> _GIVEN REQUEST_:
Restate the listing that follows word for word, without its pictures.

> _DATA TO USE_:
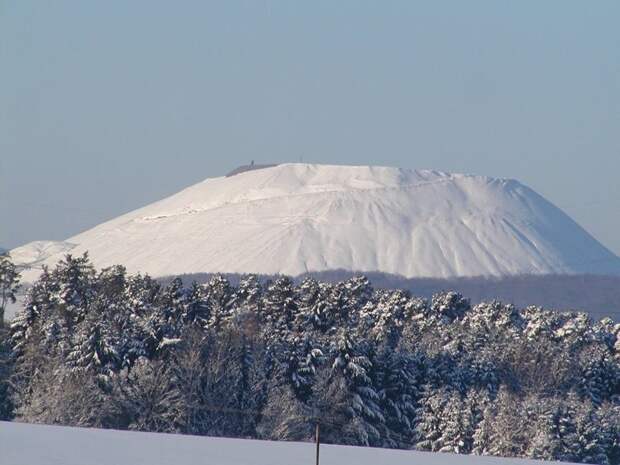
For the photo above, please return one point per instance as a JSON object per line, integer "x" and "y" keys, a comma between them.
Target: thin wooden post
{"x": 318, "y": 441}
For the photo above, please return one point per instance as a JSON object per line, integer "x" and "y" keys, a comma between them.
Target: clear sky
{"x": 107, "y": 106}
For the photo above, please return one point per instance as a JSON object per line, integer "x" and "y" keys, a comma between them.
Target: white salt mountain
{"x": 298, "y": 218}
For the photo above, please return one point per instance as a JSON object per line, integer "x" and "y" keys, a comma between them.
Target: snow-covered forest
{"x": 271, "y": 359}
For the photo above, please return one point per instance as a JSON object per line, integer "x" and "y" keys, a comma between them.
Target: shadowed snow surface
{"x": 296, "y": 218}
{"x": 23, "y": 444}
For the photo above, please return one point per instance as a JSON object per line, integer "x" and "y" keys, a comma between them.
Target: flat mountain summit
{"x": 295, "y": 218}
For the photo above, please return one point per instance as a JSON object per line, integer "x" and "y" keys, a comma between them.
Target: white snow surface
{"x": 297, "y": 218}
{"x": 25, "y": 444}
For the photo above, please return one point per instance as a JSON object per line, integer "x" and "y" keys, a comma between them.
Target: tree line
{"x": 269, "y": 359}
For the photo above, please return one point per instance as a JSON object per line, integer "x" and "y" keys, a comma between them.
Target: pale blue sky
{"x": 107, "y": 106}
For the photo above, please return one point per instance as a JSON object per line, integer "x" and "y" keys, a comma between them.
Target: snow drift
{"x": 298, "y": 218}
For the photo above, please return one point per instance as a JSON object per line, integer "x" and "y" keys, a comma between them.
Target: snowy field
{"x": 24, "y": 444}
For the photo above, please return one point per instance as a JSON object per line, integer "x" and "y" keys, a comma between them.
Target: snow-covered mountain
{"x": 297, "y": 218}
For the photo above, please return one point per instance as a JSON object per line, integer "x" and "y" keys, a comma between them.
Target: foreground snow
{"x": 24, "y": 444}
{"x": 297, "y": 218}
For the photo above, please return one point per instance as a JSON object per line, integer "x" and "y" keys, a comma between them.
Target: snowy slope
{"x": 23, "y": 444}
{"x": 295, "y": 218}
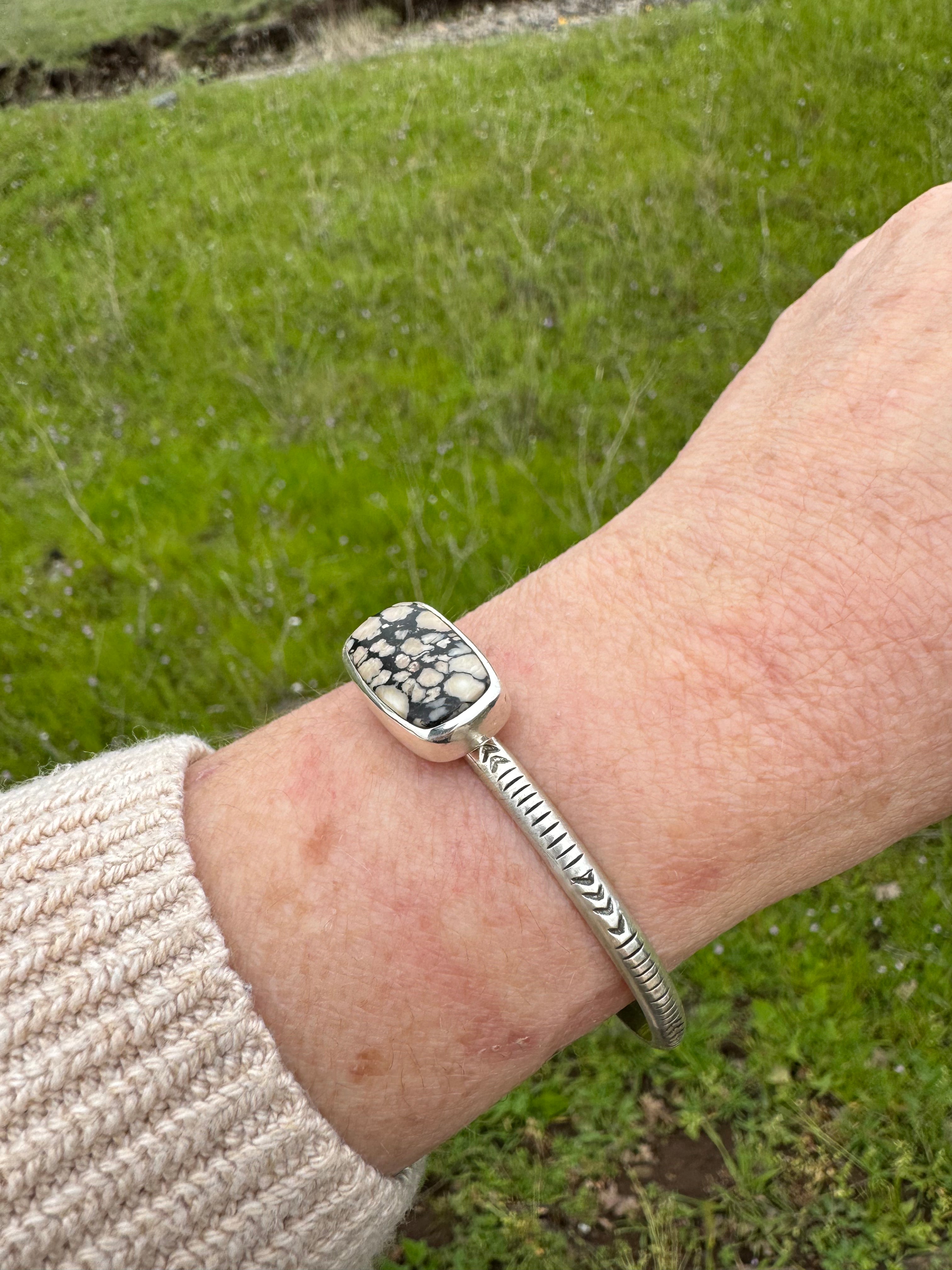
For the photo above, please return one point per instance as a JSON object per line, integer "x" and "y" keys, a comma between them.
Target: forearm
{"x": 739, "y": 688}
{"x": 407, "y": 948}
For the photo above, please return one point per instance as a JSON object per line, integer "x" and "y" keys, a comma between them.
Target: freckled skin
{"x": 781, "y": 605}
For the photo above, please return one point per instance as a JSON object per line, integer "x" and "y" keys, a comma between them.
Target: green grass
{"x": 299, "y": 347}
{"x": 56, "y": 31}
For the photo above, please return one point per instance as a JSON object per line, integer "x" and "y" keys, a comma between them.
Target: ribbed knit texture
{"x": 146, "y": 1119}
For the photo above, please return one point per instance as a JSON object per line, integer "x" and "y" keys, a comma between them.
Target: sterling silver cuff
{"x": 441, "y": 698}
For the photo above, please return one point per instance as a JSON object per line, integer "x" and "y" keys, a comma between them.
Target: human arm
{"x": 738, "y": 688}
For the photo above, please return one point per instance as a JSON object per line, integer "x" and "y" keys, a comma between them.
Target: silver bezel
{"x": 457, "y": 737}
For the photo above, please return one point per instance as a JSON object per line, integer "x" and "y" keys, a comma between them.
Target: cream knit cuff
{"x": 146, "y": 1119}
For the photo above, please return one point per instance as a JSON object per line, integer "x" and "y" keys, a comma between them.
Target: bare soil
{"x": 286, "y": 37}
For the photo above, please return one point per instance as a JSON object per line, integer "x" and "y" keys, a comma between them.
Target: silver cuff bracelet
{"x": 441, "y": 698}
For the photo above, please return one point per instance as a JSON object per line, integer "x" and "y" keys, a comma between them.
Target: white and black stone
{"x": 417, "y": 665}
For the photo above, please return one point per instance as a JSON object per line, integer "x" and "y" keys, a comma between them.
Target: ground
{"x": 298, "y": 347}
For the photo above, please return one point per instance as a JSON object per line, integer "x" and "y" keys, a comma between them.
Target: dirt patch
{"x": 266, "y": 33}
{"x": 290, "y": 36}
{"x": 691, "y": 1168}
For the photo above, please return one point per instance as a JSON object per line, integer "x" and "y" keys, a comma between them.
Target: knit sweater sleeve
{"x": 146, "y": 1119}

> _COMPLETE RESPONSE_:
For the photo above, please return one point per instance as a JSON object per line, integer "x" and "y" keys, a comma between them.
Target: thin wooden post
{"x": 318, "y": 441}
For the photo above, please return one point per instance as a JSON object per line, integer "x" and "y" keys, a comma between them.
Target: clear sky
{"x": 107, "y": 106}
For the photo above, please return one point per instance as a JSON object per line, integer "x" and "y" keys, a comma between them.
Target: white salt mountain
{"x": 298, "y": 218}
For the photo above, please return one point per instance as a JSON object per line, integer "x" and "y" keys, a comma between them.
Target: snow-covered forest
{"x": 271, "y": 359}
For the photo above, please return one point per instance as a JSON object per line, integer "x" and "y" keys, a comma between them.
Target: shadowed snow surface
{"x": 296, "y": 218}
{"x": 23, "y": 444}
For the photo above, please return one point per instance as a JSON object per line, integer "x" and "y" keys, a comma between them.
Target: flat mountain summit
{"x": 295, "y": 218}
For the photo above, please return one point per instance as a JSON object per line, integer "x" and "y" keys, a comma between them.
Target: white snow surface
{"x": 297, "y": 218}
{"x": 25, "y": 444}
For the photo above, please return one point per instance as a JSON object per line, integer "x" and "y" keys, a comma between them.
Target: tree line
{"x": 269, "y": 359}
For the photo above, please return one point per instance as a JSON object per line, integer "x" and "y" keys, a comma between them.
Target: pale blue sky
{"x": 107, "y": 106}
For the photo above, please return one point per instance as a JSON object per line, integer "x" and "y" keys, a comma between them.
Target: snow drift
{"x": 298, "y": 218}
For the photo above, please return one point per instance as a JSON object per line, integer "x" and "y" keys, a comma between them.
Target: snowy field
{"x": 24, "y": 444}
For the photo above, please return one point per instance as a JSON object per line, integer "x" and "y" keys, a comma between them.
Target: snow-covered mountain
{"x": 297, "y": 218}
For the photo above, please return one point per instance as a JSON object per line, integer "x" and "y" keys, a comma between them.
Target: foreground snow
{"x": 24, "y": 444}
{"x": 297, "y": 218}
For the photo above, please return one point per instance as a JSON object per line, integer "x" and "y" keys, a comma between them.
Target: snowy slope
{"x": 23, "y": 444}
{"x": 295, "y": 218}
For the photo above, please return one point per instance as a JSON object per line, integer "x" and "y" keys, a comma between them.
Target: forearm
{"x": 739, "y": 688}
{"x": 407, "y": 948}
For the photo above, please return one point per instance as a JSON object per line, integer "x" and "y" keys, a comma between them.
Target: freckled skin
{"x": 781, "y": 605}
For the photo above, please return one point per instance as a JSON object per line, integer "x" and "y" keys, a comma between them.
Target: green grass
{"x": 299, "y": 347}
{"x": 56, "y": 31}
For the photo above, please return one point per instance as a JSON object per line, integer "x" and "y" keys, a comma between them.
Target: ribbed knit texture
{"x": 146, "y": 1119}
For the photo above, please return one point per instance as a JSON object per line, integer "x" and "y" keys, a comma between them.
Target: sterling silver cuff
{"x": 441, "y": 698}
For the photo above, please return one point per instance as a JSON object per line, integer "x" and "y" keys, a comma between them.
Target: human arm
{"x": 738, "y": 688}
For the photo above, please return one point per instance as a JSON object per line, integer "x" and "y" keys, a comma between them.
Target: silver bezel
{"x": 457, "y": 737}
For the photo above, please return one point per instance as a JSON object per line, integer "x" and "y" keys, a comma between them.
Target: cream knit cuff
{"x": 146, "y": 1119}
For the photo above, please return one point per instance as a JSON object per line, integer "x" and "y" keys, a comma between them.
Target: bare soil
{"x": 286, "y": 37}
For the photo above, please return one point per instance as a JSON object per line, integer "x" and "y" keys, a comma between them.
Target: silver cuff bracelet
{"x": 441, "y": 698}
For the photo above, please return one point per instance as a JSON object per line, integer "x" and "y" keys, a comma between them.
Target: white and black stone
{"x": 417, "y": 665}
For the photo above, please return one point per instance as a JSON object per line, integer "x" and "y" keys, a comma between them.
Target: ground
{"x": 298, "y": 347}
For the photo above, please return one point per instance as a JSON object per line, integer "x" and "y" keys, a comma between them.
Target: dirt patch
{"x": 266, "y": 33}
{"x": 290, "y": 36}
{"x": 691, "y": 1168}
For the photo above, please return one point per instance as a JSON object per line, integer "x" and "y" keys, a comma between them.
Target: knit sweater sleeve
{"x": 146, "y": 1119}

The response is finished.